Задание:
Продолжите текст о штурме телецентра «Останкино», начав сразу после его последнего предложения.

Исходный текст:
————

Главной целью мятежников было даже не правительственное здание, а телецентр. “Нам нужен эфир”, – заявил Руцкой. Бойцы залезли в грузовики, брошенные милицией, и на огромной скорости помчались по пустынным улицам Москвы в сторону “Останкино”. Гайдар писал об этом: “Оппозиция метко выбрала точку главного удара. Ее лидеры правильно оценили потенциал телевидения, самого мощного в складывающейся обстановке средства воздействия на ситуацию. Захват «Останкино», обращение Руцкого с телеэкрана создали бы атмосферу, в которой колеблющиеся и в Москве, и в регионах могли поспешить присягнуть победителю”[233]. “Чтобы «взять» Кремль, вначале нужно «”взять» телевидение”, – сказал год спустя Александр Яковлев[234].
Макашов, бывший военный командир, преисполненный ненависти к либералам, командовал осадой телецентра, призывая повстанцев очистить телевидение от “жидов” и предоставить эфир “законному президенту” Руцкому; Анпилов выступал в роли политрука. Изнутри телецентр защищало тридцать или сорок бойцов из отряда специального назначения “Витязь”, входившего в состав дивизии имени Дзержинского и обычно применявшегося для подавления тюремных бунтов. Анпилов агитировал солдат сложить оружие и перейти на сторону “народа”; он даже, возможно, преуспел бы в этом, если бы в какой-то момент мятежники не пошли в наступление, не протаранили стеклянные двери телецентра грузовиком и не выстрелили из гранатомета, убив при этом одного из бойцов. После этого “Витязь” открыл огонь на поражение. Вскоре вокруг Останкинской башни уже велся ожесточенный бой; трассирующие пули освещали вечернее небо, люди в панике разбегались и искали укрытия. За несколько секунд было убито несколько десятков человек, в том числе журналисты и случайные прохожие, попавшие под перекрестный огонь.

————

Записи набора данных:

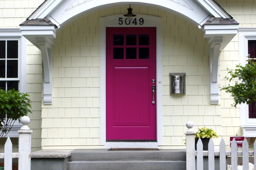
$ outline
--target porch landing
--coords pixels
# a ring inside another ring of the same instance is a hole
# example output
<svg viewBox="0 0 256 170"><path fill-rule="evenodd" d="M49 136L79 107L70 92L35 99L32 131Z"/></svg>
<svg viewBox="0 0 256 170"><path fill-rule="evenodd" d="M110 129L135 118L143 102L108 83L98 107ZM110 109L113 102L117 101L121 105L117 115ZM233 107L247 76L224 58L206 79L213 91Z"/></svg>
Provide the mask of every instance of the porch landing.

————

Ответ:
Около половины восьмого вечера посередине футбольного матча из эфира пропал главный телеканал страны, транслировавший передачи из Останкинского телецентра. Неожиданное отключение телевизионного сигнала вызвало ощущение катастрофы и коллапса государства. В СССР телевещание не прекращалось никогда – даже во время августовского путча 1991-го. Одна из важнейших функций телевидения и состояла в том, чтобы поддерживать ощущение порядка и прочность жизненного устройства. “Телевидение – гарант безопасности государства и один из немногих сохранившихся в стране островков стабильности… Пока зрители, включая телевизор, видят на экране «картинку», пока в назначенный час выходят «Новости», они могут быть уверены: жизнь (какая бы она ни была) продолжается. Вечером 3 октября, когда один за другим отключились 1-й, 4-й, 6-й и «Московский» каналы, возникло жуткое ощущение: мир рухнул”, – написала по горячим следам телеобозреватель Ирина Петровская[235].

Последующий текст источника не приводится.